TASK: Each line holding the word "dark" must appear in the answer, copied from the entries.

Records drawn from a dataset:
────
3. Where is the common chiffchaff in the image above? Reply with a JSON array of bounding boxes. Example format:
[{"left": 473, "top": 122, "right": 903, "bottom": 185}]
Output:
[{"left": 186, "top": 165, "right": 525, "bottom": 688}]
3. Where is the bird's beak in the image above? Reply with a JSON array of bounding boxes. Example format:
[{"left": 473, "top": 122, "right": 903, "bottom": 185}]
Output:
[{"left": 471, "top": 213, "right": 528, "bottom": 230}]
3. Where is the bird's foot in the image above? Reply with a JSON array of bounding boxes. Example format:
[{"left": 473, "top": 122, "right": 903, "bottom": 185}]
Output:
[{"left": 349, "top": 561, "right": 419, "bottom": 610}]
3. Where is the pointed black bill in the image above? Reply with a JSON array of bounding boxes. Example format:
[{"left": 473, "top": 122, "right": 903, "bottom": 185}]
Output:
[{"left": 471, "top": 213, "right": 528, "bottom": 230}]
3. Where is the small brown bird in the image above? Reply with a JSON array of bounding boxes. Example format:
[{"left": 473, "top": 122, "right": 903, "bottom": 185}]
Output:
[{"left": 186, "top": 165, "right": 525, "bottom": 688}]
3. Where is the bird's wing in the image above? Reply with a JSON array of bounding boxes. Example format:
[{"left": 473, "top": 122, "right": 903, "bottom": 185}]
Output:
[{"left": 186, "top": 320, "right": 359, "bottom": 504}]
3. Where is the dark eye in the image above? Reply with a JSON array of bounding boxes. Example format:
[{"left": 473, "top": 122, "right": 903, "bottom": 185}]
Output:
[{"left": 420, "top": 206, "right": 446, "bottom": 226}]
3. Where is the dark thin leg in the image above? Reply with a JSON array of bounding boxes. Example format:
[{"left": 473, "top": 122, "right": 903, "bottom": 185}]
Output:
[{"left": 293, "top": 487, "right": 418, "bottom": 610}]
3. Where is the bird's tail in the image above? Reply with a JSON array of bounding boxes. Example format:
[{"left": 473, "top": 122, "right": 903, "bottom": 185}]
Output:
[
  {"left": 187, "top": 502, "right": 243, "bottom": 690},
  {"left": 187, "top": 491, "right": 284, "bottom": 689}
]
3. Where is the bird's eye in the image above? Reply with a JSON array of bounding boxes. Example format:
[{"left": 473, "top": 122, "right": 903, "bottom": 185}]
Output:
────
RESULT OF THIS TASK:
3. Where is the dark eye in the image above? Reply with a JSON array of bounding boxes. Example format:
3. Where is the dark thin leg in the image above? Reply with a JSON array of bounding boxes. Example format:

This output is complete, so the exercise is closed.